* **SUPPLIED RECORDS**
※

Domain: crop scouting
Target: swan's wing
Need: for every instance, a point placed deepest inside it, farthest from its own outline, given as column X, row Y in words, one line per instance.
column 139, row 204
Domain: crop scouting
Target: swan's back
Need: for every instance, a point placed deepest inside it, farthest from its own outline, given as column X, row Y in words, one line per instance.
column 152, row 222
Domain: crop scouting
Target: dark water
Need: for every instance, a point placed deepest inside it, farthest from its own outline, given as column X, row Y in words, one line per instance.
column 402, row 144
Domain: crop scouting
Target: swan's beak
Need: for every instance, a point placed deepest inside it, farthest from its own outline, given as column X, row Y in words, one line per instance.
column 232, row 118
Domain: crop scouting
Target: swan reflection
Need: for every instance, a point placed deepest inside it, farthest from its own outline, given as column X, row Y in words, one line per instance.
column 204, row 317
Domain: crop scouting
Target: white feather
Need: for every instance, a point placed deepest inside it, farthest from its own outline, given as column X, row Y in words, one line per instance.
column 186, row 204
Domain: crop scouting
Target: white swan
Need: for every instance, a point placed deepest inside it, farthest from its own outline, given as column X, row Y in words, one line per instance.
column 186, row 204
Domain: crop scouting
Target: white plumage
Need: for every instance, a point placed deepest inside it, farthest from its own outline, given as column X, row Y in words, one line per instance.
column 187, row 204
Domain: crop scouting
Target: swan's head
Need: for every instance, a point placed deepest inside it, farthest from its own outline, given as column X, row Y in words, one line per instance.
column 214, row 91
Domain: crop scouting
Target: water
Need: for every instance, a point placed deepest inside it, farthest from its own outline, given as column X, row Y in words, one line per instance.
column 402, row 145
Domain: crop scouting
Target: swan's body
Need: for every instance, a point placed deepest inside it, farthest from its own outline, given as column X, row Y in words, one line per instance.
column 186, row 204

※

* **TASK**
All of the records must be repeated exactly.

* **WRITTEN RESPONSE**
Domain: crop scouting
Target: swan's wing
Need: for every instance, a point placed deepest inside it, farthest from its own outline, given as column X, row Y in words, one line per instance.
column 139, row 204
Domain: crop scouting
Target: swan's back
Need: for every instance, a point placed deepest inside it, farthest from its own outline, given as column X, row Y in words, one line per instance.
column 152, row 222
Domain: crop scouting
Target: dark water
Need: for every instance, a point placed deepest inside it, farthest from its own outline, given as column X, row Y in words, one line per instance.
column 402, row 144
Domain: crop scouting
Target: swan's beak
Need: for every instance, a point placed deepest inside it, farthest from its own outline, given as column X, row Y in words, one line per instance.
column 232, row 118
Domain: crop scouting
Target: swan reflection
Need: for every instance, a point placed deepest inside it, farthest from its own outline, given as column X, row Y in words, one line per instance.
column 204, row 317
Domain: crop scouting
Target: white feather
Need: for every instance, a point placed deepest inside it, farthest from its own outline, given as column X, row Y in words, one line per instance.
column 186, row 204
Domain: crop scouting
Target: white swan
Need: for every instance, a point placed deepest inside it, farthest from its own outline, given as column X, row Y in words, one line per instance.
column 186, row 204
Domain: crop scouting
Target: white plumage
Need: for every instance, a point placed deepest inside it, farthest from its own outline, given as column X, row Y in words, one line per instance.
column 187, row 204
Domain: crop scouting
Target: swan's head
Need: for every instance, a point placed deepest inside it, farthest from its own outline, given as column X, row Y in words, one line per instance.
column 214, row 91
Domain: crop scouting
Target: water
Need: for every instance, a point placed deepest inside it, farthest from its own outline, given as column X, row Y in words, one line per instance.
column 402, row 145
Domain: crop scouting
Target: swan's body
Need: for every instance, a point placed deepest inside it, farthest from its own outline, given as column X, row Y in words, one line per instance.
column 186, row 204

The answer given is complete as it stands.